◆ Aanwijzingen bij opdracht: Zet alstublieft de regels uit de records, beginnend bij de regel met "Task: indicate the side" en eindigend bij de regel met "x=835 y=359", beide inbegrepen, in een Markdown-tabel met de kolommen Rij (het rijnummer) en Regel (de regel zelf). Laat lege regels weg.

::: Fragmenten uit records :::

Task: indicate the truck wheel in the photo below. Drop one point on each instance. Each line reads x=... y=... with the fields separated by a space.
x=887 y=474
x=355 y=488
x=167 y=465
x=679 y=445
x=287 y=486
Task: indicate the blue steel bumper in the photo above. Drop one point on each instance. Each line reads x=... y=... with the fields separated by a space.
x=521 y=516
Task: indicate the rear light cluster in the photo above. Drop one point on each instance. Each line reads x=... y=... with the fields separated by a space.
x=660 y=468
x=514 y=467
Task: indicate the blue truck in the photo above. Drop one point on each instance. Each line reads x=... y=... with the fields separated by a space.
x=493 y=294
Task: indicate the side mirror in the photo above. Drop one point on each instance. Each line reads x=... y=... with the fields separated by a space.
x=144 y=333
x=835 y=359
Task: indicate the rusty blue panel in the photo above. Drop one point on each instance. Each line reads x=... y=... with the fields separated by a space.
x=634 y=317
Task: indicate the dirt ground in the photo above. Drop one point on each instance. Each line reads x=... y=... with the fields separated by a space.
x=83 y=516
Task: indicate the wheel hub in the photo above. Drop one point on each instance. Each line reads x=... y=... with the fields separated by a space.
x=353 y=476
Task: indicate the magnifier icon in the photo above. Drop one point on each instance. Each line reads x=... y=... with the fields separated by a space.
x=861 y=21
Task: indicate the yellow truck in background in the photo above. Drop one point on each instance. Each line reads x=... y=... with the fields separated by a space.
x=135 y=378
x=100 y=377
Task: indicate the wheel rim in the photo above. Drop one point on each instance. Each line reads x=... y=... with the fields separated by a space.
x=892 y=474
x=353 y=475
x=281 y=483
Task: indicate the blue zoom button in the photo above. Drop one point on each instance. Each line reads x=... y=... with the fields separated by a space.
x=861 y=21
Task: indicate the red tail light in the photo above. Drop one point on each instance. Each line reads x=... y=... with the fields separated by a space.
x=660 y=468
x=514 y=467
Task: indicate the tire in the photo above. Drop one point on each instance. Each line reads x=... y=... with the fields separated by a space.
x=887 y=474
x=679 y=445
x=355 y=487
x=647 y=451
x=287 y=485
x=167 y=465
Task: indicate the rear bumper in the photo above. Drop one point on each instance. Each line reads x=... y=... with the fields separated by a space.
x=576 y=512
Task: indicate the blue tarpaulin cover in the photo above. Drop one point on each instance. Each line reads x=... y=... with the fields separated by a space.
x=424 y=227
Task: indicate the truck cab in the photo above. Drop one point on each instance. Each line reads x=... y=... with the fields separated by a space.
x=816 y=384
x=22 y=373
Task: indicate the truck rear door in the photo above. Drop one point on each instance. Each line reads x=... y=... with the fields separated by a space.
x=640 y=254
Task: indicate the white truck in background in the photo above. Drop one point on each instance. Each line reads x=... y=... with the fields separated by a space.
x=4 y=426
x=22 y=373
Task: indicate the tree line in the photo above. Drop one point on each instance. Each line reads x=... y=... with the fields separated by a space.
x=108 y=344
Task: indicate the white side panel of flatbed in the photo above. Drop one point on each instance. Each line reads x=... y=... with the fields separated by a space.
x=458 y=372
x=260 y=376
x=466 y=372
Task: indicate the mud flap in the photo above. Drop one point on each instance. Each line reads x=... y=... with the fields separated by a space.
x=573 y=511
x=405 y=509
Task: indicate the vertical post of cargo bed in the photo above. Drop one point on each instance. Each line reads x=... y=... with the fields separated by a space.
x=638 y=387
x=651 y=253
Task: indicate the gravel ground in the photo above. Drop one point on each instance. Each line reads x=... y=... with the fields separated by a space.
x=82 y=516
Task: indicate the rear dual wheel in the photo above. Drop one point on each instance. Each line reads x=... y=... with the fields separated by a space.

:::

◆ Uitvoer van opdracht:
| Rij | Regel |
|---|---|
| 1 | Task: indicate the side mirror in the photo above. Drop one point on each instance. Each line reads x=... y=... with the fields separated by a space. |
| 2 | x=144 y=333 |
| 3 | x=835 y=359 |